TEXT SHOWN:

Three dimensional multi-scale visual words for texture-based cerebellum segmentation

Segmentation of the various parts of the brain is a challenging area in medical imaging and it is a prerequisite for many image analysis tasks useful for clinical research. Advances have been made in generating brain image templates that can be registered to automatically segment regions of interest in the human brain. However, these methods may fail with some subjects if there is a significant shape distortion or difference from the proposed models. This is also the case of newborns, where the developing brain strongly differs from adult magnetic resonance imaging (MRI) templates. In this article, a texture-based cerebellum segmentation method is described. The algorithm presented does not use any prior spatial knowledge to segment the MRI images. Instead, the system learns the texture features by means of a multi-scale filtering and visual words feature aggregation. Visual words are a commonly used technique in image retrieval. Instead of using visual features directly, the features of specific regions are modeled (clustered) into groups of discriminative features. This means that the final feature space can be reduced in size and also that the visual words in local regions are really discriminative for the given data set. The system is currently trained and tested with a dataset of 18 adult brain MRIs. An extension to the use with newborn brain images is being foreseen as this could highlight the advantages of the proposed technique. Results show that the use of texture features can be valuable for the task described and can lead to good results. The use of visual words can potentially improve robustness of existing shape-based techniques for cases with significant shape distortion or other differences from the models. As the visual words based techniques are not assuming any prior knowledge such techniques could be used for other types of segmentations as well using a large variety of basic visual features.

EXTRACTED RECORDS:
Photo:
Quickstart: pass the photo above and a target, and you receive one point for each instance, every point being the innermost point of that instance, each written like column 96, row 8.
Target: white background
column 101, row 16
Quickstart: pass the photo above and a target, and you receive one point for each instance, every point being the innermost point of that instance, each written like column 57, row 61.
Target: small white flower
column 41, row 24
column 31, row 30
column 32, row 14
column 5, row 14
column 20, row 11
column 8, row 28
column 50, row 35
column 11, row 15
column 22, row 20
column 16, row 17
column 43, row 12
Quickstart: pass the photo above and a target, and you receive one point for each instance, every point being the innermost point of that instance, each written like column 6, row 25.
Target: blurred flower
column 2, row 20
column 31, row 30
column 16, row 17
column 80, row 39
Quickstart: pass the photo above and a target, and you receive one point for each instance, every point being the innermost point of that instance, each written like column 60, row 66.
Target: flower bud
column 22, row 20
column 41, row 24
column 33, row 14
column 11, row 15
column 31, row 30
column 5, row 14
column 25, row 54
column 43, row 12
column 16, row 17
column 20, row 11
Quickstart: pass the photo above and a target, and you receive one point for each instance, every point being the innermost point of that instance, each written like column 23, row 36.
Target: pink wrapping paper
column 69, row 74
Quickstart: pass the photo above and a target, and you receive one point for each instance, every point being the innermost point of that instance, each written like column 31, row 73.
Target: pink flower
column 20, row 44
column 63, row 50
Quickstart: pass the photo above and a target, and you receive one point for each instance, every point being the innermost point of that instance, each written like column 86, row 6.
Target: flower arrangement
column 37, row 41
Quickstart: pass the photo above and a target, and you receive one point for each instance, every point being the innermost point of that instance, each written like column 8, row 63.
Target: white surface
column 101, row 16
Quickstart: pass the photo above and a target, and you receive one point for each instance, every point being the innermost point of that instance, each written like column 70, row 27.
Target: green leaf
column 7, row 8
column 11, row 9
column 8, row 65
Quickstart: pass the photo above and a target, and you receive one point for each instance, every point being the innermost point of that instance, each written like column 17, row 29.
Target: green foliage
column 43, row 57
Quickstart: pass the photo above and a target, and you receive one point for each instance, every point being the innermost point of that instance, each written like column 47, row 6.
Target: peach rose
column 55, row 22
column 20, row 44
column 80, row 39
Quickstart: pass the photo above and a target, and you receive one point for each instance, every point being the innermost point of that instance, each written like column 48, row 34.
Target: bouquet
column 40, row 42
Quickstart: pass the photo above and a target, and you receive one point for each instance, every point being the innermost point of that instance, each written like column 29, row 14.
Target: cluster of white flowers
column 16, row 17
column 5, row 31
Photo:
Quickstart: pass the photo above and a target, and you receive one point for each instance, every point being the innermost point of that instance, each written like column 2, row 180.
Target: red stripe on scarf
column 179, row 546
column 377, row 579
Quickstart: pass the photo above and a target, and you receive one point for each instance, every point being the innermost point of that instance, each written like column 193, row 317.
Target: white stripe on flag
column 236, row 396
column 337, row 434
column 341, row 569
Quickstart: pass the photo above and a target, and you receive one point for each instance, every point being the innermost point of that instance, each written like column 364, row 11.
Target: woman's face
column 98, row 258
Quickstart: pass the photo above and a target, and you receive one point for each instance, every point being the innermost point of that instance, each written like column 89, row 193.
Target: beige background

WHAT THE TASK REQUIRES:
In the cerebellum segmentation text, how many adult brain MRIs make up the dataset used to train and test the system?

ANSWER FOR THIS EXERCISE:
18